_Exercise task_
How many lines of the records contain the word "table"? Give only the number.

_Exercise data_
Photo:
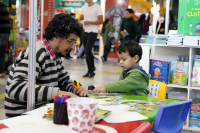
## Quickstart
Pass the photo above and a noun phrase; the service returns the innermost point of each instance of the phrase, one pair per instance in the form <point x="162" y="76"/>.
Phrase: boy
<point x="133" y="79"/>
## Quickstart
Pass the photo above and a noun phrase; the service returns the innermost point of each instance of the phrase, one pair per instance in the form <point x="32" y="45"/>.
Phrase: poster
<point x="189" y="17"/>
<point x="153" y="90"/>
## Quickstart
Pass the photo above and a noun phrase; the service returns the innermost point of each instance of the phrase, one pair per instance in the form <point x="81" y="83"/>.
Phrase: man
<point x="68" y="55"/>
<point x="129" y="28"/>
<point x="91" y="17"/>
<point x="4" y="36"/>
<point x="60" y="38"/>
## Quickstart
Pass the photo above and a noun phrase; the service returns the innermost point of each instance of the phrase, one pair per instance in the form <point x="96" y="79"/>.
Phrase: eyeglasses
<point x="71" y="41"/>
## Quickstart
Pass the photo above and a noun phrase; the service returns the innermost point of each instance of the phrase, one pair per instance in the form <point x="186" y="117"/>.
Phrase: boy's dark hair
<point x="62" y="25"/>
<point x="132" y="47"/>
<point x="130" y="10"/>
<point x="72" y="14"/>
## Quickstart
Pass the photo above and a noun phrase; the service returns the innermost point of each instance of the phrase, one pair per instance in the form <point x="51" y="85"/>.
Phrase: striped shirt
<point x="4" y="19"/>
<point x="49" y="75"/>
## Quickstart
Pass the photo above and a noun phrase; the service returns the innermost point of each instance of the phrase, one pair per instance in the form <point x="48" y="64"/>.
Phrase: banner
<point x="189" y="17"/>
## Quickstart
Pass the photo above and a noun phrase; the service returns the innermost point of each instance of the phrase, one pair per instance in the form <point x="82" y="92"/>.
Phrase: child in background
<point x="133" y="79"/>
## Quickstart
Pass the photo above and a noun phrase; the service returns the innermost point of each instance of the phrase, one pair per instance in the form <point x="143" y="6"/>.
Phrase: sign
<point x="188" y="17"/>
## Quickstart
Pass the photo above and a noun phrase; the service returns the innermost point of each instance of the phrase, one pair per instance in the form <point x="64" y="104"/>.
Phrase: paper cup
<point x="81" y="113"/>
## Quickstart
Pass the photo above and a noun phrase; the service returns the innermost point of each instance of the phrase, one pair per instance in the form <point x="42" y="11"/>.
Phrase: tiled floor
<point x="105" y="73"/>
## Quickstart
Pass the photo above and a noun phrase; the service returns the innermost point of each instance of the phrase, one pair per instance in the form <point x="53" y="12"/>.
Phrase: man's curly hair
<point x="62" y="25"/>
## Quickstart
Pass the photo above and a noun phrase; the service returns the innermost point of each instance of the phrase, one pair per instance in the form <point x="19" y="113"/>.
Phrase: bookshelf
<point x="170" y="53"/>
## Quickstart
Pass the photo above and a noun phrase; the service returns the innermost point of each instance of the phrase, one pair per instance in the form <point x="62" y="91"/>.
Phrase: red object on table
<point x="127" y="127"/>
<point x="2" y="126"/>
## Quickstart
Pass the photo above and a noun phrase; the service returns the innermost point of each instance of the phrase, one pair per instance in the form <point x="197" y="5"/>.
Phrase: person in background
<point x="4" y="36"/>
<point x="147" y="23"/>
<point x="107" y="41"/>
<point x="129" y="28"/>
<point x="91" y="17"/>
<point x="133" y="79"/>
<point x="172" y="24"/>
<point x="51" y="78"/>
<point x="68" y="54"/>
<point x="140" y="25"/>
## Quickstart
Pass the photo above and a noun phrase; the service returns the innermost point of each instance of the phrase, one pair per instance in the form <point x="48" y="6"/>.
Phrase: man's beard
<point x="61" y="55"/>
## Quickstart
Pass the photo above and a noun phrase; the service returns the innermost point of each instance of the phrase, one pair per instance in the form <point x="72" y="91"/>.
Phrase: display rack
<point x="170" y="53"/>
<point x="11" y="43"/>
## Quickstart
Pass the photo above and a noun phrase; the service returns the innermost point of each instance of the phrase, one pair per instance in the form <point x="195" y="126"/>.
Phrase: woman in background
<point x="172" y="24"/>
<point x="147" y="23"/>
<point x="107" y="41"/>
<point x="140" y="24"/>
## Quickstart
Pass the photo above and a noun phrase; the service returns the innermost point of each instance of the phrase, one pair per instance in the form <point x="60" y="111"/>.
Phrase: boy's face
<point x="126" y="61"/>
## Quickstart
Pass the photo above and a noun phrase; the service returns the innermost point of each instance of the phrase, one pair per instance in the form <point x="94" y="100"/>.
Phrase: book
<point x="191" y="40"/>
<point x="159" y="70"/>
<point x="100" y="114"/>
<point x="179" y="73"/>
<point x="188" y="17"/>
<point x="195" y="79"/>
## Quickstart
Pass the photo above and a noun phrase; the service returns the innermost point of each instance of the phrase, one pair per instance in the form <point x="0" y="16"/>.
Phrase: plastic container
<point x="178" y="94"/>
<point x="81" y="113"/>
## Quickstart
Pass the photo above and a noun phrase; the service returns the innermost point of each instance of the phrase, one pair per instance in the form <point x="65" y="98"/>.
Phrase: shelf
<point x="169" y="45"/>
<point x="195" y="88"/>
<point x="193" y="129"/>
<point x="176" y="86"/>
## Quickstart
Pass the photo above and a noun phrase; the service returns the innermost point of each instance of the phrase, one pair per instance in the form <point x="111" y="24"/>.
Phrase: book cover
<point x="100" y="114"/>
<point x="179" y="73"/>
<point x="195" y="79"/>
<point x="188" y="17"/>
<point x="159" y="70"/>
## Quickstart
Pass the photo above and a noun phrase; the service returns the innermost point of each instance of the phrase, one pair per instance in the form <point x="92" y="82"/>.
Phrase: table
<point x="150" y="115"/>
<point x="34" y="123"/>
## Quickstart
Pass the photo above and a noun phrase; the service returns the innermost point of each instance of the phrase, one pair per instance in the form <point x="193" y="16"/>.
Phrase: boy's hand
<point x="126" y="33"/>
<point x="66" y="93"/>
<point x="99" y="89"/>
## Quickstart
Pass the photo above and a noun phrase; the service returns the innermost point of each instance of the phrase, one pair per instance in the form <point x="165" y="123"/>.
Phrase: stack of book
<point x="175" y="40"/>
<point x="191" y="40"/>
<point x="147" y="39"/>
<point x="161" y="39"/>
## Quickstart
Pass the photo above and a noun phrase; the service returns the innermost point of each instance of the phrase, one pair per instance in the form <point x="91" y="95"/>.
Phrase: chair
<point x="161" y="90"/>
<point x="170" y="118"/>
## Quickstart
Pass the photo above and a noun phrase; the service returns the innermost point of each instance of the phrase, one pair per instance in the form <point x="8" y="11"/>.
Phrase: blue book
<point x="160" y="70"/>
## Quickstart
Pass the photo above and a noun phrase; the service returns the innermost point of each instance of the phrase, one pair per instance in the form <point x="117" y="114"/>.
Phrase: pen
<point x="55" y="98"/>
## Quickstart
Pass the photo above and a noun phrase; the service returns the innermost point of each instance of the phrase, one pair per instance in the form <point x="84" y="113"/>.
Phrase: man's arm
<point x="80" y="19"/>
<point x="18" y="84"/>
<point x="98" y="22"/>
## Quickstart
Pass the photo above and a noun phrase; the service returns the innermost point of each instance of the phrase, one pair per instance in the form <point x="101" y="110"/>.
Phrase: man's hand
<point x="66" y="93"/>
<point x="87" y="22"/>
<point x="122" y="32"/>
<point x="99" y="89"/>
<point x="83" y="91"/>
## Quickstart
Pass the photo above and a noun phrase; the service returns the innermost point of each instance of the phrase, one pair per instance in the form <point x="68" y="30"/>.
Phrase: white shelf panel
<point x="184" y="127"/>
<point x="195" y="88"/>
<point x="193" y="129"/>
<point x="159" y="45"/>
<point x="176" y="86"/>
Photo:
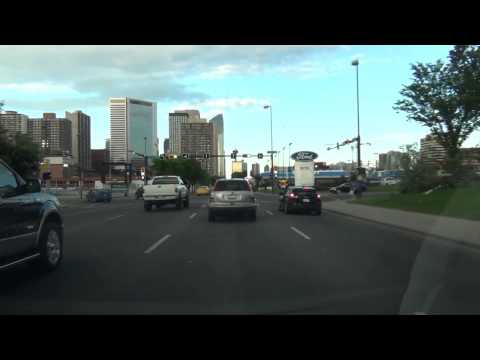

_Task response_
2